PROBLEM DESCRIPTION. Would you copy the material below word for word, beginning with its first line and ending with the line that contains "sample | (8,29)"?
☆ ☆ ☆ ☆ ☆ ☆ ☆
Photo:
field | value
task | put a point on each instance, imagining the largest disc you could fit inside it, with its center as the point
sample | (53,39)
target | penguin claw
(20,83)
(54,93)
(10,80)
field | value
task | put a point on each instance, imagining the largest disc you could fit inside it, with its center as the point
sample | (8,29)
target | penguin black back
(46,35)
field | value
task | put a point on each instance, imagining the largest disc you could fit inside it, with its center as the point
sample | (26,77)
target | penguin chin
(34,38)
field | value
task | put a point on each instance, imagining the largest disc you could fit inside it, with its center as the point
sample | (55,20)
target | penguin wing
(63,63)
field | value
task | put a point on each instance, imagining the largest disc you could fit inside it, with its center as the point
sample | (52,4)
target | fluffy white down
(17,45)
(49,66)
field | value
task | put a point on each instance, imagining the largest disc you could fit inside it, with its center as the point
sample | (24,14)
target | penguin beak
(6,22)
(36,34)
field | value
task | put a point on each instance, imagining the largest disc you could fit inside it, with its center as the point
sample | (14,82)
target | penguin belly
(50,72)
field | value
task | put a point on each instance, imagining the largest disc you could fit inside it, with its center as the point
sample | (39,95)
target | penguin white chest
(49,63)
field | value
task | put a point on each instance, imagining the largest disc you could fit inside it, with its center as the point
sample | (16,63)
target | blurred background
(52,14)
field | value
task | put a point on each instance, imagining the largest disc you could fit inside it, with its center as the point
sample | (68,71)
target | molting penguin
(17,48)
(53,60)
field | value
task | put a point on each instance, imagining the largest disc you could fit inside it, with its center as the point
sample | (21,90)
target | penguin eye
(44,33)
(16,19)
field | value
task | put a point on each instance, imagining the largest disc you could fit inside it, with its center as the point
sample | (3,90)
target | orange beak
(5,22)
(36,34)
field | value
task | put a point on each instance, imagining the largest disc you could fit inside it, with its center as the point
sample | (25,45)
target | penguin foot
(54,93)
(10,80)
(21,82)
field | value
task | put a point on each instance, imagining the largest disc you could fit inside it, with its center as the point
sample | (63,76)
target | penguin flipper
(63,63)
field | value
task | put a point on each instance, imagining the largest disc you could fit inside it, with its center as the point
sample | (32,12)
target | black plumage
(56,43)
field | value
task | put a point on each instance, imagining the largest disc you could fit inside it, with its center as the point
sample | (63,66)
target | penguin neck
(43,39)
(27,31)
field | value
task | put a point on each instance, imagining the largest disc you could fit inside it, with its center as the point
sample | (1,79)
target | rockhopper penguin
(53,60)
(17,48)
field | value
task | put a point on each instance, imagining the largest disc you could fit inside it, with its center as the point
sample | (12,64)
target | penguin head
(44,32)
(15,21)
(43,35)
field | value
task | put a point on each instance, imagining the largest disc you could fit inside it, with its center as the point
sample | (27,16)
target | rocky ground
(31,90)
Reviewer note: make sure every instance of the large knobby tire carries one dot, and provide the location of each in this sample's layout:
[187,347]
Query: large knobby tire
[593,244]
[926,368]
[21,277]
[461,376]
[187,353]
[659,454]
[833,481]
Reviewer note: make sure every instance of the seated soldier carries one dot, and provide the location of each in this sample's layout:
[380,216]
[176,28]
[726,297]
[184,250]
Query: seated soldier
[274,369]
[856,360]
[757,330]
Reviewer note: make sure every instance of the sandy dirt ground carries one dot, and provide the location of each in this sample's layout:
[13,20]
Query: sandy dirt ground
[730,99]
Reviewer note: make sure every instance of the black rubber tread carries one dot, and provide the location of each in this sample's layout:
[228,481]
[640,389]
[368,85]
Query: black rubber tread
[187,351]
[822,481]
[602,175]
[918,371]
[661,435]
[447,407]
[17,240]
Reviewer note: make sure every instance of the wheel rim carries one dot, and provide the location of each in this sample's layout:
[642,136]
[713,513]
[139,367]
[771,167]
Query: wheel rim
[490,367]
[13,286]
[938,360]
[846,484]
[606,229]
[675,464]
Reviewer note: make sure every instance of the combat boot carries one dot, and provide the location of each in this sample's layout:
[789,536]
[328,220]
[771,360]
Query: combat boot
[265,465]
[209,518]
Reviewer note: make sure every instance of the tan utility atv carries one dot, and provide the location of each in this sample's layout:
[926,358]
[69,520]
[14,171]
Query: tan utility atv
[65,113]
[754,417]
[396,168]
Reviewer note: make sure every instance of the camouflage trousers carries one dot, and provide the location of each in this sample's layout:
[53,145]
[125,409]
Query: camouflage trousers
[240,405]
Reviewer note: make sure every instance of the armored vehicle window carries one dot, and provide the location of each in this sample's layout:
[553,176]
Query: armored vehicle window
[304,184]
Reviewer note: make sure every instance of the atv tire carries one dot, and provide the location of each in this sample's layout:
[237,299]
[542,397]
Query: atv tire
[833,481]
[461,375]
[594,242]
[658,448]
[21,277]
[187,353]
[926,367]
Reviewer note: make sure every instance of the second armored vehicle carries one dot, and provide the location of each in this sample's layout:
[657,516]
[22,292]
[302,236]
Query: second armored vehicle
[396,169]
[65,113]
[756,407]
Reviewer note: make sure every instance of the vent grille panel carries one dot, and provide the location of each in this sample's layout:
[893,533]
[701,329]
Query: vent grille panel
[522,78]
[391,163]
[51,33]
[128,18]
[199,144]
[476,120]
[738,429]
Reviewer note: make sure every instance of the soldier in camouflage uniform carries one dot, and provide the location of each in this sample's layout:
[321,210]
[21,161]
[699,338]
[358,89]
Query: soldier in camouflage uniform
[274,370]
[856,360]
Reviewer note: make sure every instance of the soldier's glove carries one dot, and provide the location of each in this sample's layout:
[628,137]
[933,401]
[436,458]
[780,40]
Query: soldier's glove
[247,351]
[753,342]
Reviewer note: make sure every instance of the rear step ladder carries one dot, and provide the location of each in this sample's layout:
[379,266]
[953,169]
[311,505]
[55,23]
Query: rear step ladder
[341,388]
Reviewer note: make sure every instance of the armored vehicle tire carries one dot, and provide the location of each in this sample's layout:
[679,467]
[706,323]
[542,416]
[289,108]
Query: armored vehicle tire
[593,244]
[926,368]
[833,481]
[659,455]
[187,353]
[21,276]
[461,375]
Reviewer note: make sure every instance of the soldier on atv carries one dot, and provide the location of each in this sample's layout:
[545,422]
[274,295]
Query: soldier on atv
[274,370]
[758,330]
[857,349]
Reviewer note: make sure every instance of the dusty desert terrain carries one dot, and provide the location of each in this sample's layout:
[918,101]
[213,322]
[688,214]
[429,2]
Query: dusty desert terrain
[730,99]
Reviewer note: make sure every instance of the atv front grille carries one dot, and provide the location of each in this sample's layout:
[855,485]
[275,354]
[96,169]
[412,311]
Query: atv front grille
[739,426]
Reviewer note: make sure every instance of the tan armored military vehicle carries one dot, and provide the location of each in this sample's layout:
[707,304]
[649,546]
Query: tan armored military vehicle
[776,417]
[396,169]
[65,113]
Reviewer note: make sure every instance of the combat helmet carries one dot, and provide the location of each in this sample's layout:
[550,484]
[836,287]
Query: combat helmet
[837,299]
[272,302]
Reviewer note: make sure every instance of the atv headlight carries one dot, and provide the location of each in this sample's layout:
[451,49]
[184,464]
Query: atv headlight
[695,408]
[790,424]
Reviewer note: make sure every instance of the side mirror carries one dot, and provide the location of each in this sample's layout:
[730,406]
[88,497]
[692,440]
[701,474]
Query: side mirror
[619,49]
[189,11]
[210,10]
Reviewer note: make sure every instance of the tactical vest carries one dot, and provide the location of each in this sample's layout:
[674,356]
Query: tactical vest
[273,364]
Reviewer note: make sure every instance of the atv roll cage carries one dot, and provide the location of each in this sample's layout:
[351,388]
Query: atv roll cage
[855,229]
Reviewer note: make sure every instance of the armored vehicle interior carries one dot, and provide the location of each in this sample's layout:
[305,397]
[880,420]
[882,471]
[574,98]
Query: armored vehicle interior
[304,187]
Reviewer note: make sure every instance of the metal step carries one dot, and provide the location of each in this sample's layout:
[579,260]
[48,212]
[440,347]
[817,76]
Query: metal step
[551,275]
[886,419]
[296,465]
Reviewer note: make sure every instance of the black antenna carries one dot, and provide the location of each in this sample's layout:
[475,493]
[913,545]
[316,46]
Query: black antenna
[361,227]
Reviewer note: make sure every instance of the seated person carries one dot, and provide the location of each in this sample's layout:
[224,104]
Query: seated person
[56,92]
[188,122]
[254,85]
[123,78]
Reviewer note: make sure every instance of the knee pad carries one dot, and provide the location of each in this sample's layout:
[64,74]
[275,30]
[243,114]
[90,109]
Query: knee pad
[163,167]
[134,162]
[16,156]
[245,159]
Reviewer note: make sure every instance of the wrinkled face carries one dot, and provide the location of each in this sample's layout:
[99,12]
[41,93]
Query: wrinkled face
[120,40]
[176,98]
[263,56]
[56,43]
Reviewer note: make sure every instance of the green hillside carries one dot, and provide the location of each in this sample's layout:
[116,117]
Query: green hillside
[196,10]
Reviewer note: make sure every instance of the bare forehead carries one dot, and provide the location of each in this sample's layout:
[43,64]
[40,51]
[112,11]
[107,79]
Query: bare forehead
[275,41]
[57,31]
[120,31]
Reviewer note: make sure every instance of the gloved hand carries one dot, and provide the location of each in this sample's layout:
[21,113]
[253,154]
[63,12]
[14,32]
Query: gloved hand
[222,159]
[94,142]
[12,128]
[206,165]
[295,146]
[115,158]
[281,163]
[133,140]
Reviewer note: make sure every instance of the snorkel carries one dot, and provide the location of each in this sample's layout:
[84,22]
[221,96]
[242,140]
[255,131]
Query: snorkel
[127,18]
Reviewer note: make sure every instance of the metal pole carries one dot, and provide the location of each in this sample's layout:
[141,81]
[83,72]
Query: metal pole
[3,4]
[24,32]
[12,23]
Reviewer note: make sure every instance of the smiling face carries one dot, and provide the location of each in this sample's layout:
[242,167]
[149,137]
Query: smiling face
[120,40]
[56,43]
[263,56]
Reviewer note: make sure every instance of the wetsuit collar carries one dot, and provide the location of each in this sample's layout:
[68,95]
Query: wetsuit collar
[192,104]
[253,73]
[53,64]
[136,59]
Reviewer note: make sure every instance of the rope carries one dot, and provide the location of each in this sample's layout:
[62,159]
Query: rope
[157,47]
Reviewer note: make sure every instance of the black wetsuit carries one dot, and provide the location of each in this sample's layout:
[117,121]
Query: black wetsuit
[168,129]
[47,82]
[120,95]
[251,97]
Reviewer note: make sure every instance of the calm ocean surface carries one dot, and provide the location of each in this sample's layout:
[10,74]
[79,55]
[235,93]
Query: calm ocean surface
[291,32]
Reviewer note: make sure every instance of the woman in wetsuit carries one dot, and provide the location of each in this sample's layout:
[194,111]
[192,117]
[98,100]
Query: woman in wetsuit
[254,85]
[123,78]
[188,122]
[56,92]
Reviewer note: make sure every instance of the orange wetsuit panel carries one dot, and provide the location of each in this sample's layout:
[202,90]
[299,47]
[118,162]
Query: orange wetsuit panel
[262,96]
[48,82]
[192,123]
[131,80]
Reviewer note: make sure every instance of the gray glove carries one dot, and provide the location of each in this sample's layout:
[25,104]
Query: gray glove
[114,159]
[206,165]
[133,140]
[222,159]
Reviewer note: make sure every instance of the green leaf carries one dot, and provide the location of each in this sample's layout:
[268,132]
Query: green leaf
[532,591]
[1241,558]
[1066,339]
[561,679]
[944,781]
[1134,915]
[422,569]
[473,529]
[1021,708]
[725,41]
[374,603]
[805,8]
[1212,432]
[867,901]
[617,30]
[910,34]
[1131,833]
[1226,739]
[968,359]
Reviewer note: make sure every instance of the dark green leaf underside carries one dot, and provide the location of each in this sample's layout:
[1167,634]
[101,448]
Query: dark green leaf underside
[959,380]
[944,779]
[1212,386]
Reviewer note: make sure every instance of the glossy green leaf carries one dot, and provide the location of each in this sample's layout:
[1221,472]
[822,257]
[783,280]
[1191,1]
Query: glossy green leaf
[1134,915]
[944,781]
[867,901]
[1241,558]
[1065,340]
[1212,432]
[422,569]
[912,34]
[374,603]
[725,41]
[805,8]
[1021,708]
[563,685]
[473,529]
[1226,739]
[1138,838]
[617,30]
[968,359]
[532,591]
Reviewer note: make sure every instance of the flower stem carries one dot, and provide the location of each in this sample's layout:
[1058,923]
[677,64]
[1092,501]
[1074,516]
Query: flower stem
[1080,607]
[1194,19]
☆ ☆ ☆ ☆ ☆ ☆ ☆
RESPONSE.
Photo:
field | value
task | put a point on each instance, imagining the largest disc you could fit inside it, with its center as the point
sample | (53,39)
target | penguin claw
(20,83)
(54,93)
(10,80)
field | value
task | put a point on each instance, imagining the largest disc you could fit inside it, with its center as the point
sample | (8,29)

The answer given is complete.